▶ Texto de lectura
┄┄┄┄┄┄

Por lo demás, tenemos aquí un buen ejemplo de lo que decíamos antes, sobre cómo un creyente habla con un no creyente. La ley natural se entiende desde el contexto judeocristiano donde “el otro” es el herido en la parábola del buen samaritano. Y todo no creyente que haya sido o sea el buen samaritano, sabrá por ende qué es la ley natural.

2.3.2.     La “existencia” de Dios
Vayamos ahora al famoso tema de la “existencia” de Dios. Igual que en el caso anterior, recordemos el planteo del problema: “… Como hemos recordado, el argumento ontológico, re-elaborado, es esencial en Descartes (y también en Leibniz) para demostrar la “existencia” de Dios”.
No es este el momento para analizar la validez del argumento ontológico en San Anselmo. Creemos que se lo puede ubicar perfectamente en una línea agustinista, en la vía de la participación. Por lo demás, como está escrito por San Anselmo en el s. XI, está en la línea de una inobjetable teología apologética, dentro del juego de lenguaje de su época.

┄┄┄┄┄┄

▶ Extracto del material
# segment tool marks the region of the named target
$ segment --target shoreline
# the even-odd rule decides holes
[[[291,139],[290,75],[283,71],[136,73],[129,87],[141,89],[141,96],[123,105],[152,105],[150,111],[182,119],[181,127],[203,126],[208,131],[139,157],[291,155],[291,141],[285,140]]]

┄┄┄┄┄┄

▶ Complete lo siguiente
a – Indique si cada una de las siguientes afirmaciones concuerda con el texto sobre la ley natural y la existencia de Dios, contestando sí o no y citando textualmente las palabras que lo deciden: (i) la ley natural se entiende desde el contexto judeocristiano; (ii) San Anselmo escribió en el siglo XIII; (iii) el texto analiza en este punto la validez del argumento ontológico en San Anselmo.
b – Prolongue el texto sobre la ley natural y la existencia de Dios a partir del punto en que se detiene.

▶ Respuestas
a –
(i) Sí: «La ley natural se entiende desde el contexto judeocristiano».
(ii) No: «como está escrito por San Anselmo en el s. XI».
(iii) No: «No es este el momento para analizar la validez del argumento ontológico en San Anselmo».

b –
Como Descartes lo interpreta, se trata de la “idea de Dios en mí”, que como idea es finita, que conduce –vía contingencia– a la idea de que sólo Dios infinito pudo haber puesto en mí la idea de un Dios infinito, o sea, un Dios cuya esencia implique necesariamente la existencia. Luego Dios existe.
Como Kant lo lee, ello implica que a la idea de Dios se le agrega la existencia, cosa que para Kant es imposible porque la existencia de algo sólo puede ser añadida por la experiencia sensible, cosa que en el caso de Dios es imposible.
Y, si se pretende demostrar que Dios existe a partir de la contingencia del mundo, esa demostración tiene implícito el argumento ontológico y por ende hay allí una petición de principio. Así plantadas las cosas, Kant tiene razón.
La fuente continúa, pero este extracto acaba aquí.